**Problem description**
Reproduce each record exactly.

++++ Data entries

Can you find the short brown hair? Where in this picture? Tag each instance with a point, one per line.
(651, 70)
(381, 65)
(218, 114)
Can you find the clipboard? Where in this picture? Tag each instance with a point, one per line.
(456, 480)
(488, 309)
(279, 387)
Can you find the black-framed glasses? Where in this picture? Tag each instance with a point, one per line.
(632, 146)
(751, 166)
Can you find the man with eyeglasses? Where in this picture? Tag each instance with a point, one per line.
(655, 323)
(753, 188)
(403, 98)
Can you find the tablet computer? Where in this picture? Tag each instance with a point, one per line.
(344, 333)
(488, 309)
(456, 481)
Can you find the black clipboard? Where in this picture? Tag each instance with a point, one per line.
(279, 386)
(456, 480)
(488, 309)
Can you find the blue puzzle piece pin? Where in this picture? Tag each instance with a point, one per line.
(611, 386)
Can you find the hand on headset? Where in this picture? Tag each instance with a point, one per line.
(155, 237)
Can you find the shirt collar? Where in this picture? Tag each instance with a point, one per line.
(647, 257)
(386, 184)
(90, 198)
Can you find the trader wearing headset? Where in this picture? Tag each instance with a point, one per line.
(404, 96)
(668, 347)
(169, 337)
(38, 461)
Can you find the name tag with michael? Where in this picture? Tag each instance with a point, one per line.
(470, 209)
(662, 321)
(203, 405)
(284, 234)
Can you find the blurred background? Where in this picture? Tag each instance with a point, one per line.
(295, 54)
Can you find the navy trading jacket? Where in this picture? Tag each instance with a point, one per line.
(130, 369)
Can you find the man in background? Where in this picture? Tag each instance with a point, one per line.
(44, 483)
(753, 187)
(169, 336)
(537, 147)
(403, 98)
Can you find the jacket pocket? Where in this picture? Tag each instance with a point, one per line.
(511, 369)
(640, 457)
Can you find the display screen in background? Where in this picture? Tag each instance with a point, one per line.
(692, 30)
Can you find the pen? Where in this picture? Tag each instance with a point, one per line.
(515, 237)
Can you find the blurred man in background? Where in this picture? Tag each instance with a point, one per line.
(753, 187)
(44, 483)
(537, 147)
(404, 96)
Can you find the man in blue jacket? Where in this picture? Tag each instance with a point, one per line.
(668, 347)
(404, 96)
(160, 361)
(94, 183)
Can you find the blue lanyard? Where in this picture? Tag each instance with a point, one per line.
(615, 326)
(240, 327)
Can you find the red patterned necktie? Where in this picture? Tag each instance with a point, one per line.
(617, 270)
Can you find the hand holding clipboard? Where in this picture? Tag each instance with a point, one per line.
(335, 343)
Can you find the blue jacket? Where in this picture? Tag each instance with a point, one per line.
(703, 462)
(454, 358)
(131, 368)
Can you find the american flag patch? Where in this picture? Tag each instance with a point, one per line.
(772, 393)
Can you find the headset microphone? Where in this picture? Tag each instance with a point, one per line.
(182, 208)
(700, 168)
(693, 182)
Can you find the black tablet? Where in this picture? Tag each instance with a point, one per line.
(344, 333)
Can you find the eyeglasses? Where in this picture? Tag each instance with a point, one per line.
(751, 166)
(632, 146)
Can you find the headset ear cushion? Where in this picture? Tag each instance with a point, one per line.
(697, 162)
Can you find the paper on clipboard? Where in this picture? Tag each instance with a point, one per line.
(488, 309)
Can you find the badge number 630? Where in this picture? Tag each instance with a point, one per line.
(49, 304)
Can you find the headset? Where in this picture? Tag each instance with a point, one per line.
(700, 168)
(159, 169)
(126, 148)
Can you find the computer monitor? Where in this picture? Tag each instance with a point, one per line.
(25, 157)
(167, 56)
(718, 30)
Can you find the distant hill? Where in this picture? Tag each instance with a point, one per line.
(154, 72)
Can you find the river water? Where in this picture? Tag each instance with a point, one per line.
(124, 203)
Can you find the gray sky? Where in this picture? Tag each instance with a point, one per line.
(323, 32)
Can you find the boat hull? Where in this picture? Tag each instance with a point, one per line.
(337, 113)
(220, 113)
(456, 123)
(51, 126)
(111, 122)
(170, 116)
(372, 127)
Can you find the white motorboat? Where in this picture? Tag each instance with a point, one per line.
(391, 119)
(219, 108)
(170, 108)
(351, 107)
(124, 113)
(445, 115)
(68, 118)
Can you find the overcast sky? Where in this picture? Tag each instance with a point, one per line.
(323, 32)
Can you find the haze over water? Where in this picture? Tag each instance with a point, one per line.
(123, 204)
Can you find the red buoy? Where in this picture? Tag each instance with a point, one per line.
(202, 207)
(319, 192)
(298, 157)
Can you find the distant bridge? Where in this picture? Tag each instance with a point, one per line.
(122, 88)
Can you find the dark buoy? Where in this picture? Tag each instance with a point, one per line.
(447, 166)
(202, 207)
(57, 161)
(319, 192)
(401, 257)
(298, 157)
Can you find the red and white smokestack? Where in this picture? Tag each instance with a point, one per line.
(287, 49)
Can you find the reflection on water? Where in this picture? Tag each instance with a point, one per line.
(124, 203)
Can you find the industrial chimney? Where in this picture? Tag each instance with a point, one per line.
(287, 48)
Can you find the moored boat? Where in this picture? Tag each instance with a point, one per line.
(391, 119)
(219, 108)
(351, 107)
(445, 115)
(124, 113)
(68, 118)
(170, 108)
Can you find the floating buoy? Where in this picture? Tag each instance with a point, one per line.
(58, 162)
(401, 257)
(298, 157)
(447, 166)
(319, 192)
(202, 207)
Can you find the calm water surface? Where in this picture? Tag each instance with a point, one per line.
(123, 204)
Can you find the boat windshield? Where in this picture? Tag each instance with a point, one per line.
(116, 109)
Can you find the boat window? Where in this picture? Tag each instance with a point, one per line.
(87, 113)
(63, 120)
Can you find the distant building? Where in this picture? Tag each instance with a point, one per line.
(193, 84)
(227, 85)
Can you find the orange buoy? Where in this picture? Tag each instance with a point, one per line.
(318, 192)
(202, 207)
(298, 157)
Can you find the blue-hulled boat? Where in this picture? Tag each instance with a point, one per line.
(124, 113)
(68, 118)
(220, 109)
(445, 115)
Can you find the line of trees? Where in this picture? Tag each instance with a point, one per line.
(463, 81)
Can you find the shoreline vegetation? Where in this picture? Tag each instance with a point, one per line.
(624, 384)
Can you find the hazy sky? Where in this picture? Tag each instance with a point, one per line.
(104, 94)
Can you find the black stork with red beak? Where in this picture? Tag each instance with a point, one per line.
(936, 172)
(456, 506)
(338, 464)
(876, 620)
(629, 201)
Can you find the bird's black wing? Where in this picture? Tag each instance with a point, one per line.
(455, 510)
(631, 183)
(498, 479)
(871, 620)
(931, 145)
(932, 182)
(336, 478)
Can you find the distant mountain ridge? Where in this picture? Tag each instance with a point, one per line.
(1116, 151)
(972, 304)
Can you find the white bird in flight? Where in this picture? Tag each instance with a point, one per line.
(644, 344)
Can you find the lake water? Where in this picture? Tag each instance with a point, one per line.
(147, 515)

++++++++

**Solution to the problem**
Can you find the short brown hair? Where in this picture? Tag each instance with a point, one per line.
(651, 70)
(381, 65)
(218, 114)
Can you find the clipboard? Where in this picture? Tag each instance with a point, one per line.
(456, 480)
(488, 309)
(279, 387)
Can you find the black-framed glasses? Where in this picture? Tag each instance with a point, one per line.
(632, 146)
(751, 166)
Can you find the man with eyeglasses? Where in this picture? Tag each instance with a point, one per line.
(655, 323)
(753, 188)
(403, 98)
Can you find the tablet computer? Where in this picture? Tag each instance with a point, one per line.
(344, 333)
(488, 309)
(456, 481)
Can you find the black clipboard? Where in this picture? Tag each instance with a point, one per line.
(279, 386)
(456, 480)
(488, 309)
Can you find the blue puzzle piece pin? Where in this picture? Tag each instance with a point, one per line.
(611, 386)
Can you find the hand on headset? Where in this picture? Tag each instance with a point, one per line.
(155, 237)
Can you find the shirt collar? Where in this picture? Tag each instance with a point, one per line.
(647, 257)
(386, 184)
(90, 198)
Can you find the trader wearing headset? Where in this picture? Tag each instance with a point, one per line.
(404, 96)
(668, 347)
(169, 337)
(38, 461)
Can you find the name tag with michael? Where in this picture? Tag each instance with a point, one per line.
(470, 209)
(662, 321)
(203, 405)
(284, 234)
Can you find the blurred background? Where in this picture? Tag each instance with a point, one per line.
(295, 54)
Can you find the navy trading jacket? Where in this picture? Tag each instance with a point, one per line.
(130, 369)
Can you find the man in background? Where in this picture? Tag each instance with a point, one per line.
(44, 483)
(753, 187)
(169, 336)
(537, 147)
(403, 98)
Can you find the jacket pocket? Where in this picture? Tag each instance with a point, one per line.
(511, 369)
(640, 457)
Can you find the display screen in background? Where in this picture? Tag each instance with a point, one per line.
(692, 30)
Can you find the pen? Where in this picture? Tag each instance with a point, one per line.
(515, 237)
Can you find the blurred man in background? Where in this picture? Tag each instance with a point, one per line.
(753, 187)
(44, 483)
(537, 147)
(404, 96)
Can you find the man in blue jacket? Where in this picture? Tag each instance with a point, one per line.
(668, 347)
(404, 96)
(160, 361)
(94, 183)
Can you find the blue lanyard? Where in this picture? Tag each instance with a point, one per line.
(615, 326)
(240, 327)
Can you find the red patterned necktie? Where in this picture? Tag each instance with a point, one per line.
(617, 270)
Can you find the hand holding clipboard? Where in this picture? Tag each instance with a point, one per line.
(335, 343)
Can you find the blue jacket? Where in this picture? Tag each instance with a point, one per line.
(703, 462)
(454, 358)
(131, 368)
Can you find the american flag patch? Where in this picture? Tag each instance with a point, one per line.
(772, 393)
Can you find the headset microphone? Where in this picture? Tag each instance with a point, one per line.
(182, 208)
(700, 168)
(693, 182)
Can you find the black tablet? Where in this picture? Tag each instance with a point, one per line.
(344, 333)
Can you find the eyeglasses? Where in this picture? Tag each instance with a point, one per line.
(751, 166)
(632, 146)
Can you find the headset ear cushion? Where in this picture? Tag each instance with a point, one per line.
(697, 162)
Can you find the paper on clipboard? Where in this picture? Tag each instance with a point, one per line.
(488, 309)
Can you find the badge number 630? Where in this picture? Tag each instance with a point, one per line.
(49, 304)
Can you find the headset? Where in this picture? Tag each instance with a point, one per line.
(700, 168)
(159, 169)
(126, 148)
Can you find the computer monitor? Where in this picture? Tag each instance with a point, one per line.
(25, 157)
(167, 56)
(718, 30)
Can you find the distant hill? Where in this picture? Tag each instance with a point, one per line.
(154, 72)
Can you find the river water? Where in this picture? Tag each instance with a point, one per line.
(124, 203)
Can you find the gray sky? Where in this picture? Tag each instance with a point, one per line.
(323, 32)
Can you find the boat hull? Where in this picture? Tag each instance with a point, one per line.
(337, 113)
(220, 113)
(456, 123)
(51, 126)
(111, 122)
(170, 116)
(372, 127)
Can you find the white motorboat? Where in this picture? Tag each instance with a point, one per line.
(391, 119)
(219, 108)
(170, 108)
(351, 107)
(124, 113)
(445, 115)
(68, 118)
Can you find the overcast sky? Where in this picture? Tag each instance with a point, one per line.
(323, 32)
Can you find the haze over water? Where in this picture? Tag each instance with a point, one per line.
(123, 204)
Can you find the red buoy? Where in this picture? Tag each instance with a point, one per line.
(202, 207)
(319, 192)
(298, 157)
Can you find the distant bridge? Where in this picture? Tag each instance with a point, one per line.
(122, 88)
Can you find the dark buoy? Where in this picture? Tag each instance with a point, one per line.
(447, 166)
(202, 207)
(57, 161)
(319, 192)
(401, 257)
(298, 157)
Can you find the red and white smokestack? Where in this picture? Tag each instance with a point, one per line.
(287, 49)
Can you find the reflection on water? Where in this picture? Tag each instance with a point, one per line.
(124, 203)
Can you find the industrial chimney? Where in this picture? Tag each instance with a point, one per line.
(287, 48)
Can you find the moored boat? Where in this picture? Tag each instance with a point, one per line.
(391, 119)
(219, 108)
(351, 107)
(445, 115)
(124, 113)
(68, 118)
(170, 108)
Can you find the floating buoy? Where in this picture? Tag each instance with a point, one per line.
(58, 162)
(401, 257)
(298, 157)
(447, 166)
(319, 192)
(202, 207)
Can you find the calm water surface? Where in this picture? Tag each instance with a point, one per line.
(123, 204)
Can you find the boat windshield? Where in this picture? Tag each instance with a point, one per line.
(116, 109)
Can you find the boat window? Where in this picture? Tag each instance with a point, one per line.
(87, 113)
(63, 120)
Can you find the distant building? Where in this picture? Tag each instance with a point, one per line.
(193, 84)
(227, 85)
Can you find the orange buoy? Where in this picture? Tag each instance with a point, one per line.
(318, 192)
(202, 207)
(298, 157)
Can you find the blue-hulled boat? Where in this picture? Tag each instance with a point, one per line.
(124, 113)
(68, 118)
(220, 109)
(445, 115)
Can you find the line of trees? Where in this picture? Tag each instance with a point, one per line.
(463, 81)
Can you find the shoreline vegetation? Where in this picture? Tag each instance with a point, one per line.
(624, 384)
Can you find the hazy sky? Where in this picture? Tag each instance with a point, one per line.
(104, 94)
Can you find the black stork with red beak? Where in this picture? Tag each instance with a point, one per line.
(936, 172)
(456, 506)
(338, 464)
(876, 620)
(629, 201)
Can you find the bird's black wing? Where in this picture? Tag each instance with a point, one per line.
(455, 510)
(631, 183)
(498, 479)
(871, 620)
(931, 145)
(932, 182)
(336, 478)
Can you find the distant mountain ridge? Where in this picture? Tag each instance with a point, one per line.
(1116, 151)
(972, 304)
Can you find the white bird in flight? Where in this picture? Tag each instance with a point, one per line.
(644, 344)
Can you find the lake water? Where in this picture? Tag each instance with a point, one per line.
(147, 515)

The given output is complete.